• SELECTED PASSAGE:
'''
NFL going virtual for the upcoming draft

NFL Draft

FILE – In this April 25, 2019, file photo, NFL Commissioner Roger Goodell speaks ahead of the first round at the NFL football draft in Nashville, Tenn. In a memo sent to the 32 teams Monday, April 6, 2020, and obtained by The Associated Press, NFL Commissioner Roger Goodell outlined procedures for the April 23-25 draft. The guidelines include no group gatherings. (AP Photo/Steve Helber, FIle)

The NFL draft will be conducted in a virtual format, with team personnel working from their homes.

In a memo sent to the 32 teams Monday and obtained by The Associated Press, NFL Commissioner Roger Goodell outlined procedures for the April 23-25 draft. The guidelines include no group gatherings.

“We have reviewed this matter in the past few days with both the competition committee and CEC (a group of league executives),” Goodell wrote, “and this will confirm that clubs will conduct their draft operations remotely, with club personnel separately located in their homes.”

All team facilities were closed on March 26 and Goodell has ordered them to remain shut indefinitely.

“We will reopen facilities when it is safe to do so based on medical and public health advice, and in compliance with government mandates,” he wrote.

The draft originally was scheduled to be held in Las Vegas, but the NFL canceled all public events last month as a safeguard against the coronavirus. On Monday, Goodell instructed the teams on how they should plan to make their selections.

“We have made this decision for several reasons,” he wrote. “All clubs will not have access to their facilities, which is contrary to the fundamental equity principle that all clubs operate in a consistent and fair way.
'''
• EXERCISE DATA:
'''
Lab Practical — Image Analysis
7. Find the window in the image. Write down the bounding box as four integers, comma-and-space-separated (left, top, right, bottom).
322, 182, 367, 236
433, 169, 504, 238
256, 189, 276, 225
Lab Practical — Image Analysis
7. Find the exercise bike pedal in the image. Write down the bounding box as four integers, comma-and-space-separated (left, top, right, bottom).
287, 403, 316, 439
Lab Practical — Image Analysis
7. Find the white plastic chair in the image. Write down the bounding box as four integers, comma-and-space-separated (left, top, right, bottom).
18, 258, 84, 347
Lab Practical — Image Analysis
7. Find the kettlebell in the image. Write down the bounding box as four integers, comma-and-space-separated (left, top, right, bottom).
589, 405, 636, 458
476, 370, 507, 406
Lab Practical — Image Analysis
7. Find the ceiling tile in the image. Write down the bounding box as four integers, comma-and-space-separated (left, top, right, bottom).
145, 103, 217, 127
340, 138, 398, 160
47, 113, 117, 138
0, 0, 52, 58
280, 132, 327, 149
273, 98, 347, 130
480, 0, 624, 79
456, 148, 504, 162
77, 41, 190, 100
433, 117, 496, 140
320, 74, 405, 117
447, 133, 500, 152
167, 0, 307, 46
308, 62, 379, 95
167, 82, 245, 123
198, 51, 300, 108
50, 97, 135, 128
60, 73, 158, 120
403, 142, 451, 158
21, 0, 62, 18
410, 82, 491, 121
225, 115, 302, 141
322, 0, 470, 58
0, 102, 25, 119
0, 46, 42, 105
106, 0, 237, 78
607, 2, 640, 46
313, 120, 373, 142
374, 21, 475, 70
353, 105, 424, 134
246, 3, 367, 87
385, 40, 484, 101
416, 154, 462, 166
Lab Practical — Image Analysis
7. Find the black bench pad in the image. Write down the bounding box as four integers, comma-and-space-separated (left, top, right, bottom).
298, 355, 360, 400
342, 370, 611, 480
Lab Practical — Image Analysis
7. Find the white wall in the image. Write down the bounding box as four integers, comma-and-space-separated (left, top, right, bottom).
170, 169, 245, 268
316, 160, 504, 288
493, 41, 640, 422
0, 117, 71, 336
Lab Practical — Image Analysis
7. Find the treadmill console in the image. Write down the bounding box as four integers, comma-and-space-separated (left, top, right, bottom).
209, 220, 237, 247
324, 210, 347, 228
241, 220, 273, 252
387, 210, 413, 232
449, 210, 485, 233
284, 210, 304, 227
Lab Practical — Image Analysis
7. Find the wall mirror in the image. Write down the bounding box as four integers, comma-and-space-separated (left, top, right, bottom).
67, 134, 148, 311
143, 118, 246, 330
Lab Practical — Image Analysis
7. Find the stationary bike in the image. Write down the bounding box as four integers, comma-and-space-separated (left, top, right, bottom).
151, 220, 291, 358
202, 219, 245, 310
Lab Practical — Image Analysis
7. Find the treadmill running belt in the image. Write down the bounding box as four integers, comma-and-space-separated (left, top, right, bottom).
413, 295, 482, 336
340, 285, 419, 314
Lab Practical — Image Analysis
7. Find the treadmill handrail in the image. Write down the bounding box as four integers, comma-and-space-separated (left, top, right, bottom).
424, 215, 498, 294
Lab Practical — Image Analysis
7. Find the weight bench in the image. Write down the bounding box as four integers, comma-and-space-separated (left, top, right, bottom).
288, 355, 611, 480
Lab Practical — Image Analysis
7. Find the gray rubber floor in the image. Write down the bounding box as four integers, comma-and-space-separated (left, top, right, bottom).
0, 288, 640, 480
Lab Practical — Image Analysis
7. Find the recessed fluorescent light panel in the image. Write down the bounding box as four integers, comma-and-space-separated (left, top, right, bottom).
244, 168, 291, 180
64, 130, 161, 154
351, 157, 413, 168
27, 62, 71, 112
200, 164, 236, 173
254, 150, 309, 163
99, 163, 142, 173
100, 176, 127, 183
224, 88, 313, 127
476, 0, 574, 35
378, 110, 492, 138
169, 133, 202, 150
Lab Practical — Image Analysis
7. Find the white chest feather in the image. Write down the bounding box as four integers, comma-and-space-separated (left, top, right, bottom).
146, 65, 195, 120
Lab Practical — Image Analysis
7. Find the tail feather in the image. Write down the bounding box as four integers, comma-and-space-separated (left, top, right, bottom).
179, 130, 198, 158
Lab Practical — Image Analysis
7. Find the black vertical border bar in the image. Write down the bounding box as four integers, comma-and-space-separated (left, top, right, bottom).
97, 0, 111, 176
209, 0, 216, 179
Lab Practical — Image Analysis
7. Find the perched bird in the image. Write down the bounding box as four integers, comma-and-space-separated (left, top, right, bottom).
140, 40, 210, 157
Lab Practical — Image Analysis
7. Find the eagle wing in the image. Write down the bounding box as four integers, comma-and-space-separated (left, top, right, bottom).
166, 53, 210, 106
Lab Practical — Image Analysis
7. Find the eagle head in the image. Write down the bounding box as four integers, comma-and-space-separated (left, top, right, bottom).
'''
• WORK TO COMPLETE:
1 – Print the stretch of the NFL draft article from "The draft originally" through "make their selections.", word for word.
2 – Proceed with the article on the NFL's virtual draft from the point where it stops.

• YOUR WRITTEN ANSWERS:
1 –
The draft originally was scheduled to be held in Las Vegas, but the NFL canceled all public events last month as a safeguard against the coronavirus. On Monday, Goodell instructed the teams on how they should plan to make their selections.

2 –
“Moreover, we want all NFL personnel to comply with government directives and to model safe and appropriate health practices. Our staff will carry out its responsibilities in the same way, operating in separate locations outside of our offices. And after consulting with medical advisers, we cannot identify an alternative that is preferable from a medical or public health perspective, given the varying needs of clubs, the need properly to screen participants, and the unique risk factors that individual club employees may face.”

Several team general managers had sought a delay in the draft, basically citing an unfair playing field. But the owners pushed for the draft, the NFL’s biggest offseason event, to take place as scheduled. It is up to each team to ensure not only safe and healthy conditions, but to offset any perceived competitive imbalance under the guidelines set forth by Goodell.

“We are operating in an environment unlike anything we have experienced before,” Goodell added, “one that requires flexibility, patience, and cooperation.”

Plans for televising the draft have not been finalized, though it is expected that ESPN and NFL Network will do so, perhaps in a joint effort.